:: Consignes à suivre ::
A – Citez le passage de l'extrait sur Jair Bolsonaro compris entre « Armée, police, violences, dictature » et « ensuite servir d’accélérateur. », bornes incluses.
B – Veuillez indiquer, d'après l'extrait sur Jair Bolsonaro, les deux magistrats qui conduisent la grande campagne anticorruption.

:: Extrait du document ::

Armée, police, violences, dictature et permis de tuer : Jair Bolsonaro n’a donc jamais varié depuis presque trente ans et sa première élection en 1990. Dimanche 21 octobre, il a ainsi pu annoncerau milieu des vivats qu’il allait se livrer « à la plus grande opération de nettoyage de l’histoire du Brésil » et « rayer de la carte du Brésil ces bandits rouges ».
Mais c’est à partir de 2013 et surtout de 2016 qu’il va trouver les soutiens électoraux qui lui avaient toujours manqué jusqu’alors. La mobilisation d’une droite de plus en plus radicalisée à partir des premiers mouvements sociaux de 2013, les campagnes de presse incessantes des médias de masse contre le PT et Dilma Rousseff vont lui permettre de se placer progressivement au centre du jeu. Et l’opération « Lava Jato » (Kärcher) va ensuite servir d’accélérateur.
La déferlante évangélique
Cette grande campagne anticorruption, qui ne fait pas qu’envoyer l’ancien président Lula en prison mais achève de discréditer tous les partis politiques et leurs responsables, est conduite par deux magistrats : le juge Sergio Moro et le procureur fédéral Deltan Dallagnol. Les deux magistrats se revendiquent évangéliques. « Adorateur de Jésus », le procureur Dallagnol s’en est expliqué en ces termes : « Ma cosmovision chrétienne fait que je crois que nous avons une fenêtre d’opportunité, que Dieu a ouvert la porte au changement. Si l’Église lutte pour cela, Dieu répond. » (…)

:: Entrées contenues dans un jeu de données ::
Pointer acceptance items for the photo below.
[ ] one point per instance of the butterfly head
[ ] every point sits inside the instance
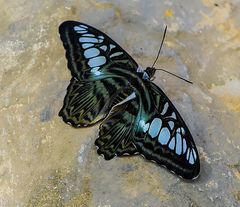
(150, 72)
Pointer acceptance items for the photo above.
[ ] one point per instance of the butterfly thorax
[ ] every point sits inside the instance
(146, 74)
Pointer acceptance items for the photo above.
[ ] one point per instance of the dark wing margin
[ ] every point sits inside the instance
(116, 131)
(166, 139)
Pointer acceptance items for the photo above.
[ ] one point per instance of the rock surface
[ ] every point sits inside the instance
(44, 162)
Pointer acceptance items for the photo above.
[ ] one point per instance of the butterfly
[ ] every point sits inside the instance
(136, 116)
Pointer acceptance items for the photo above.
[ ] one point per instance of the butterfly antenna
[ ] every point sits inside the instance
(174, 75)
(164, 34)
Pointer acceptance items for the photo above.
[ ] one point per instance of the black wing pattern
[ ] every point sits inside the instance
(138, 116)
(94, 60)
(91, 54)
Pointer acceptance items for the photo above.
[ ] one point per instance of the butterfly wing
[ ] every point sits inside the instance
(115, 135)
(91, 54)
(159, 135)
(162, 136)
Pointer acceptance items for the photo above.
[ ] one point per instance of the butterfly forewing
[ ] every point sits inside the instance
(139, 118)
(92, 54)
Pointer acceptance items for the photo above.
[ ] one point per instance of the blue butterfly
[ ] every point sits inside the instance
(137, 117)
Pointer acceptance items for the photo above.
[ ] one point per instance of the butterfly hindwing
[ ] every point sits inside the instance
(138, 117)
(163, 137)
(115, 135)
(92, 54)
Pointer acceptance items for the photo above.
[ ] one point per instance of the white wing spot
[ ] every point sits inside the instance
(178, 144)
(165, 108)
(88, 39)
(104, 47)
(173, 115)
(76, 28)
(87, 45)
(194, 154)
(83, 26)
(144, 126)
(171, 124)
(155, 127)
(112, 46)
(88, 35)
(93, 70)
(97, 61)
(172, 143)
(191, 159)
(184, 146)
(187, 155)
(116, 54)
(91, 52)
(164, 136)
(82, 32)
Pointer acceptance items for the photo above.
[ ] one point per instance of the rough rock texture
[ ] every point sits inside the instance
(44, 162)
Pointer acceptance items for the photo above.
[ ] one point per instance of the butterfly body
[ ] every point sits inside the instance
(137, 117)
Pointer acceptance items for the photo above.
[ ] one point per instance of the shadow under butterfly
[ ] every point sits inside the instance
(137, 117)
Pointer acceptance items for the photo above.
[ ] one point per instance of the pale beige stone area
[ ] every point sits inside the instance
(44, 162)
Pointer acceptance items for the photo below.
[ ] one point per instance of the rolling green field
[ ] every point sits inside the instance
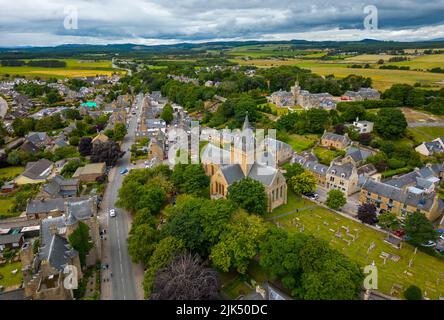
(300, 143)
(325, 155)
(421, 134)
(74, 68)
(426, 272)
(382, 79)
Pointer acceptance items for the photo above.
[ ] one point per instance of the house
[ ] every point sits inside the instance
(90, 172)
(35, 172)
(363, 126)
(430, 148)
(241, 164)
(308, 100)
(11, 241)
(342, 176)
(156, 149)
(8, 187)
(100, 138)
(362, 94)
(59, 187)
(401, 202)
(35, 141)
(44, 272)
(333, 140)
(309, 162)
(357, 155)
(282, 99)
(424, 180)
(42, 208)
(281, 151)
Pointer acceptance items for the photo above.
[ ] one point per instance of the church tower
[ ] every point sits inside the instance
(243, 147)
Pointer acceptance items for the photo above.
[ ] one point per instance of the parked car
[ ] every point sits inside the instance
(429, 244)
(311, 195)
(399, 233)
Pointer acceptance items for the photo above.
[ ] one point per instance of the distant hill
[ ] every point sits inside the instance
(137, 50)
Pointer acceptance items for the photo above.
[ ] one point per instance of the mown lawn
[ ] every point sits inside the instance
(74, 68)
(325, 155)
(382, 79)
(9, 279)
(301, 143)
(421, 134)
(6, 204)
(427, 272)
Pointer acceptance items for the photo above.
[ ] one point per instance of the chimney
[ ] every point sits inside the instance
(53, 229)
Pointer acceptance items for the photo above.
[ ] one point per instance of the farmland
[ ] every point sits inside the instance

:: Réponses par consigne ::
A –
Armée, police, violences, dictature et permis de tuer : Jair Bolsonaro n’a donc jamais varié depuis presque trente ans et sa première élection en 1990. Dimanche 21 octobre, il a ainsi pu annoncerau milieu des vivats qu’il allait se livrer « à la plus grande opération de nettoyage de l’histoire du Brésil » et « rayer de la carte du Brésil ces bandits rouges ».
Mais c’est à partir de 2013 et surtout de 2016 qu’il va trouver les soutiens électoraux qui lui avaient toujours manqué jusqu’alors. La mobilisation d’une droite de plus en plus radicalisée à partir des premiers mouvements sociaux de 2013, les campagnes de presse incessantes des médias de masse contre le PT et Dilma Rousseff vont lui permettre de se placer progressivement au centre du jeu. Et l’opération « Lava Jato » (Kärcher) va ensuite servir d’accélérateur.

B – Le juge Sergio Moro et le procureur fédéral Deltan Dallagnol.